◆ Short exercise
Locate each line in the material below that contains the word "target", and copy those lines out.

◆ Data to process
==*==

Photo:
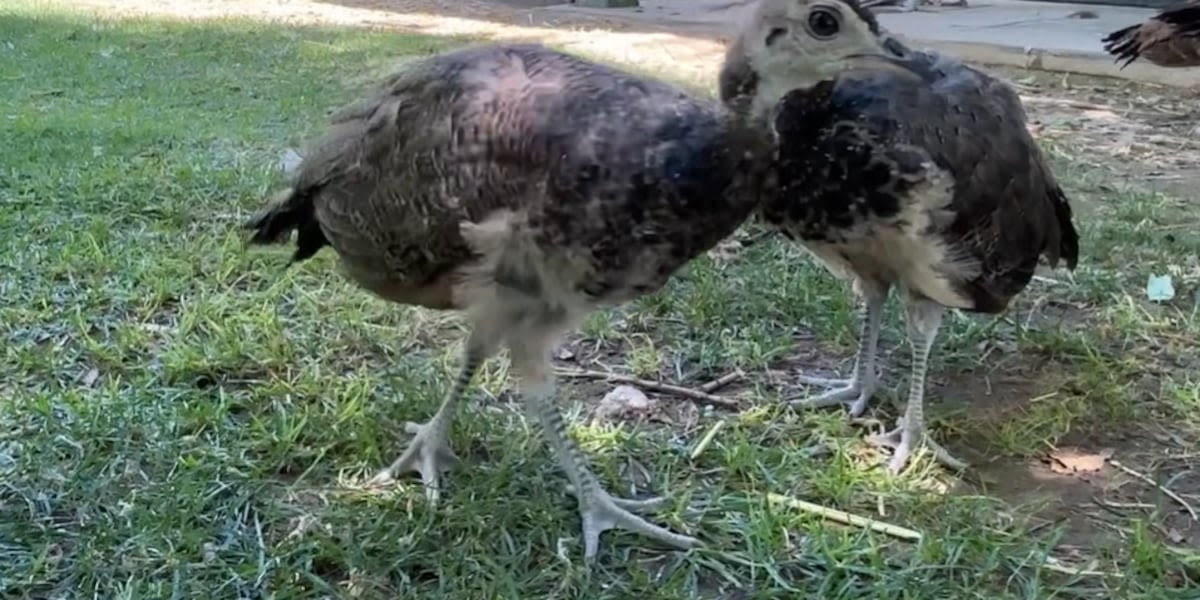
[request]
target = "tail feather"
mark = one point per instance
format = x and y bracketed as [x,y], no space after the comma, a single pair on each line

==*==

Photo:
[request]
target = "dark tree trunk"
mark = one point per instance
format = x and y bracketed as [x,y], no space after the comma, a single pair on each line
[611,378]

==*==

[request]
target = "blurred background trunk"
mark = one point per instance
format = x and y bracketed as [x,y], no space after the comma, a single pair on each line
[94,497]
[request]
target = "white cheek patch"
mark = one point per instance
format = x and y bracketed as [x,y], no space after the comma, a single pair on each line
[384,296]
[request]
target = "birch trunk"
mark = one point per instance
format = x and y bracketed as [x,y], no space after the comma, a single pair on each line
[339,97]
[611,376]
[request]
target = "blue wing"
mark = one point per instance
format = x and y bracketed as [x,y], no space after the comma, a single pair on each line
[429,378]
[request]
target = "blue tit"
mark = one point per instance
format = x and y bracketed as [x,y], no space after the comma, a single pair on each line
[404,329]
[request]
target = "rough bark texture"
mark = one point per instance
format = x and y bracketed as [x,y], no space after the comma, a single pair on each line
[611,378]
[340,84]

==*==

◆ Reply
target = "tail feather"
target = "dark tree trunk"
target = "blurred background trunk"
target = "white cheek patch"
target = "birch trunk"
target = "blue wing"
target = "blue tit"
target = "rough bark texture"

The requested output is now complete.